• **ACTIVITY**: All of the entries must appear again exactly as written.

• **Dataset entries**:
BEGIN

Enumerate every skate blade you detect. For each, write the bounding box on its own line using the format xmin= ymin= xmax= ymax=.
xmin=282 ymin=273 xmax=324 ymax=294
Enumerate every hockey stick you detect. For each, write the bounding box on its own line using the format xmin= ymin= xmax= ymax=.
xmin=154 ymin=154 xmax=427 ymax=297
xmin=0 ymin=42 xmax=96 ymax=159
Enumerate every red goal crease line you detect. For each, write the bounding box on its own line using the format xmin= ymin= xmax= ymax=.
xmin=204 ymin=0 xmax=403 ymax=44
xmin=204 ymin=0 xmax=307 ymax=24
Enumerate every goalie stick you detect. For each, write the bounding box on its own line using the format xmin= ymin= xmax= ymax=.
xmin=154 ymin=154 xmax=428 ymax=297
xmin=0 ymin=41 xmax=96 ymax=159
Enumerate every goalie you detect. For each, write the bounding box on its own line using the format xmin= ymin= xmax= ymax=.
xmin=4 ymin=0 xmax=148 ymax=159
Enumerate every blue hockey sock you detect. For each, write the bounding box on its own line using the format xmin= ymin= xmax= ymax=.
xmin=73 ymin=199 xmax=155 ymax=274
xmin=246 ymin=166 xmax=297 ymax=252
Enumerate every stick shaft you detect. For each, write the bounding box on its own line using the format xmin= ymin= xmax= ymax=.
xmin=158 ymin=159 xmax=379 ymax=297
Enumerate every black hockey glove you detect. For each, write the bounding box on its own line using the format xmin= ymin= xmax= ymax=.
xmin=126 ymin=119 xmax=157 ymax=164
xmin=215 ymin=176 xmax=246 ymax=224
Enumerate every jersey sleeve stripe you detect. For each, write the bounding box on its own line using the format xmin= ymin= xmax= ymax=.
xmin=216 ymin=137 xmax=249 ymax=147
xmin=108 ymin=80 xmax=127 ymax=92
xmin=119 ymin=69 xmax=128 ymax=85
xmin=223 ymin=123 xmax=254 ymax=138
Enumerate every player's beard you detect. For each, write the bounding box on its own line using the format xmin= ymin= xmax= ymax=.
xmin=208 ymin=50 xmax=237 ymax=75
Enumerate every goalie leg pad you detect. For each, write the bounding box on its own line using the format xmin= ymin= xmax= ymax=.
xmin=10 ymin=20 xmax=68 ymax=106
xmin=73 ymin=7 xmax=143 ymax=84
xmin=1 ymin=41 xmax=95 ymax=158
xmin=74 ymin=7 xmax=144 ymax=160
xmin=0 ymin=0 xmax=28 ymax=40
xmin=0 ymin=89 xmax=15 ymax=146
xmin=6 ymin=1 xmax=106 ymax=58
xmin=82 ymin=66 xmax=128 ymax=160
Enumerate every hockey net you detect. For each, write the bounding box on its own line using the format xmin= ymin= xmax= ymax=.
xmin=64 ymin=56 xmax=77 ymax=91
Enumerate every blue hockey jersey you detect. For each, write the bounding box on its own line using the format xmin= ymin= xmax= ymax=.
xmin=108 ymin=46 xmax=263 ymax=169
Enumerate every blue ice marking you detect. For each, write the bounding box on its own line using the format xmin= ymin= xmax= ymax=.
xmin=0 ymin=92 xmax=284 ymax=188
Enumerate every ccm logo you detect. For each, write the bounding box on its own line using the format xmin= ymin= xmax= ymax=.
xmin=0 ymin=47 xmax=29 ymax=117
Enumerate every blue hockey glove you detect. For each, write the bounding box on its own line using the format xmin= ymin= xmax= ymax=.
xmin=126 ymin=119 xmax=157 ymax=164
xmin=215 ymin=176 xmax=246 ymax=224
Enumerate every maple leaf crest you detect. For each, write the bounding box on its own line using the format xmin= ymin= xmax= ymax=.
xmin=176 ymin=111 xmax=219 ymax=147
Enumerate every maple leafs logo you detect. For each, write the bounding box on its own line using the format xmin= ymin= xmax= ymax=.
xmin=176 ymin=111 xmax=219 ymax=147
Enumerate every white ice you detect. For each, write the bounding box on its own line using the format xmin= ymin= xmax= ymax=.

END

• **EXERCISE RESULT**:
Enumerate every skate blade you detect. For each, write the bounding box on its own line using the format xmin= ymin= xmax= ymax=.
xmin=282 ymin=273 xmax=324 ymax=294
Enumerate every hockey stick you detect. For each, write the bounding box on its own line using the format xmin= ymin= xmax= ymax=.
xmin=154 ymin=154 xmax=427 ymax=297
xmin=0 ymin=42 xmax=96 ymax=159
Enumerate every red goal crease line you detect. For each, write the bounding box on its own line using the format xmin= ymin= xmax= ymax=.
xmin=204 ymin=0 xmax=403 ymax=44
xmin=204 ymin=0 xmax=307 ymax=24
Enumerate every goalie stick you detect. For each, write the bounding box on its own line using the format xmin= ymin= xmax= ymax=.
xmin=154 ymin=154 xmax=428 ymax=297
xmin=0 ymin=41 xmax=96 ymax=159
Enumerate every goalie you detect. For each, write the bounding box on its own line using the format xmin= ymin= xmax= ymax=.
xmin=4 ymin=0 xmax=148 ymax=159
Enumerate every blue hockey sock you detect. For each, write the bounding box on its own line using the format xmin= ymin= xmax= ymax=.
xmin=73 ymin=199 xmax=155 ymax=274
xmin=246 ymin=166 xmax=297 ymax=252
Enumerate every stick shaft you detect. For each, write the bounding box on its own line using the format xmin= ymin= xmax= ymax=.
xmin=158 ymin=159 xmax=379 ymax=297
Enumerate every black hockey glove you detect. For each, write the bounding box on its own line using the format xmin= ymin= xmax= ymax=.
xmin=126 ymin=119 xmax=157 ymax=164
xmin=215 ymin=176 xmax=246 ymax=224
Enumerate every jersey sleeve stripe you detect. For each, write the bounding box on its own line using the format xmin= ymin= xmax= ymax=.
xmin=216 ymin=137 xmax=249 ymax=147
xmin=108 ymin=80 xmax=127 ymax=92
xmin=119 ymin=69 xmax=128 ymax=85
xmin=223 ymin=123 xmax=254 ymax=138
Enumerate every player's beard you detect. For each, write the bounding box on its own line using the format xmin= ymin= xmax= ymax=.
xmin=208 ymin=50 xmax=237 ymax=75
Enumerate every goalie leg pad you detect. For each, write the bounding box on its own line using the format xmin= ymin= xmax= ymax=.
xmin=10 ymin=20 xmax=68 ymax=106
xmin=73 ymin=7 xmax=143 ymax=84
xmin=1 ymin=41 xmax=95 ymax=158
xmin=74 ymin=7 xmax=144 ymax=160
xmin=0 ymin=0 xmax=28 ymax=40
xmin=0 ymin=89 xmax=15 ymax=146
xmin=6 ymin=1 xmax=106 ymax=58
xmin=82 ymin=66 xmax=128 ymax=160
Enumerate every hockey net you detect. For each, write the bounding box on its own line using the format xmin= ymin= xmax= ymax=.
xmin=64 ymin=56 xmax=77 ymax=91
Enumerate every blue hockey jersey you detect. For each, write the bounding box on its own line using the format xmin= ymin= xmax= ymax=.
xmin=108 ymin=46 xmax=263 ymax=169
Enumerate every blue ice marking you detect. For each, write the bounding box on its own line using the format xmin= ymin= xmax= ymax=.
xmin=0 ymin=92 xmax=284 ymax=188
Enumerate every ccm logo you detect. For each, write the bounding box on its own line using the format xmin= ymin= xmax= ymax=.
xmin=0 ymin=47 xmax=29 ymax=117
Enumerate every blue hockey glove you detect. For each, write the bounding box on its own line using the format xmin= ymin= xmax= ymax=.
xmin=126 ymin=119 xmax=157 ymax=164
xmin=215 ymin=176 xmax=246 ymax=224
Enumerate every maple leaf crest you detect. For each, write the bounding box on its own line using the format xmin= ymin= xmax= ymax=.
xmin=176 ymin=111 xmax=219 ymax=147
Enumerate every maple leafs logo you detect. For each, write the bounding box on its own line using the format xmin= ymin= xmax= ymax=.
xmin=176 ymin=111 xmax=219 ymax=147
Enumerate every white ice you detect. For each, write the bounding box on its own line using the format xmin= ymin= xmax= ymax=.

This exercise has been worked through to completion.